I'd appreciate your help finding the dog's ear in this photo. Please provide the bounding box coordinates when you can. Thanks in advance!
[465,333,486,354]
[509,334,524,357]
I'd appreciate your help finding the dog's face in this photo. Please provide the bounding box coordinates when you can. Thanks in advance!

...

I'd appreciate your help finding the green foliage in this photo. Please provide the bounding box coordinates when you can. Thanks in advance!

--

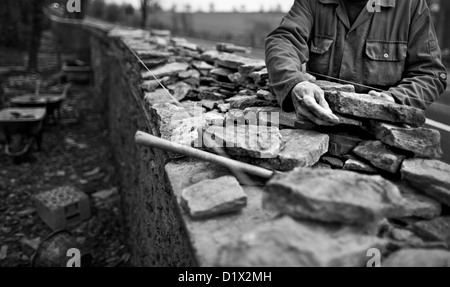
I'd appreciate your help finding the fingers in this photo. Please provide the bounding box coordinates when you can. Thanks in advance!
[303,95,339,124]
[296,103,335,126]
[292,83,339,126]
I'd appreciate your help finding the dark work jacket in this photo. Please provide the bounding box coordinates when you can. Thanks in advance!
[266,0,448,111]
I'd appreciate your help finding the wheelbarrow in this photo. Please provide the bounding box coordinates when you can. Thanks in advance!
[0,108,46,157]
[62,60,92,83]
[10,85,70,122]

_INSTRUCTION_
Reproduce verbatim the lines of the material, starting with the line that contains "I'd appreciate your help finding the dog's ear" and continuing through the line that contains "I'd appreciate your help finding the dog's face", with both of those lines included.

_EXERCISE OUTPUT_
I'd appreciate your help finding the dog's ear in this photo. Please provide the bounding box coordinates when you can. Thanks in advance!
[465,333,486,354]
[509,334,524,357]
I'd appreciate your help finding the dog's face in this photo. Please provide the bounding box coordinates when you can. Thanks in advance!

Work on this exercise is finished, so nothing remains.